-- Start of INFORMATION SHOWN --

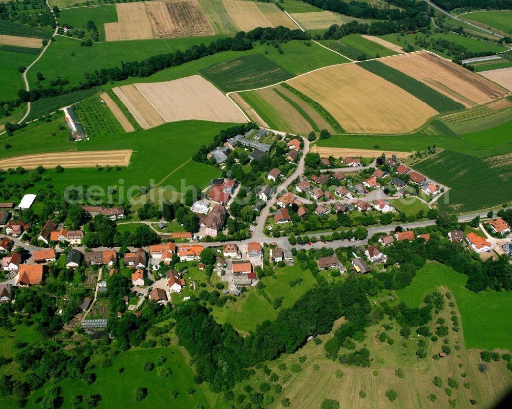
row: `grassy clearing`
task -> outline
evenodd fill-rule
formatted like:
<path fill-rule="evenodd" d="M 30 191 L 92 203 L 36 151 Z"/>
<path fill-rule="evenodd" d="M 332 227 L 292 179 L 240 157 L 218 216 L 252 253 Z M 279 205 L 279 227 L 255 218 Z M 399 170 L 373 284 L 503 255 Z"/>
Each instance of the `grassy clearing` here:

-- End of INFORMATION SHOWN --

■ **EXERCISE**
Render the lines of the entries above as a JSON list of strings, one string per line, leaving out blank lines and the pictures.

■ **FINISHED ANSWER**
[
  "row: `grassy clearing`",
  "task -> outline",
  "evenodd fill-rule",
  "formatted like:",
  "<path fill-rule=\"evenodd\" d=\"M 30 191 L 92 203 L 36 151 Z\"/>",
  "<path fill-rule=\"evenodd\" d=\"M 332 227 L 292 179 L 240 157 L 218 216 L 252 253 Z M 279 205 L 279 227 L 255 218 Z M 399 170 L 373 284 L 503 255 Z\"/>",
  "Each instance of the `grassy clearing` here:"
]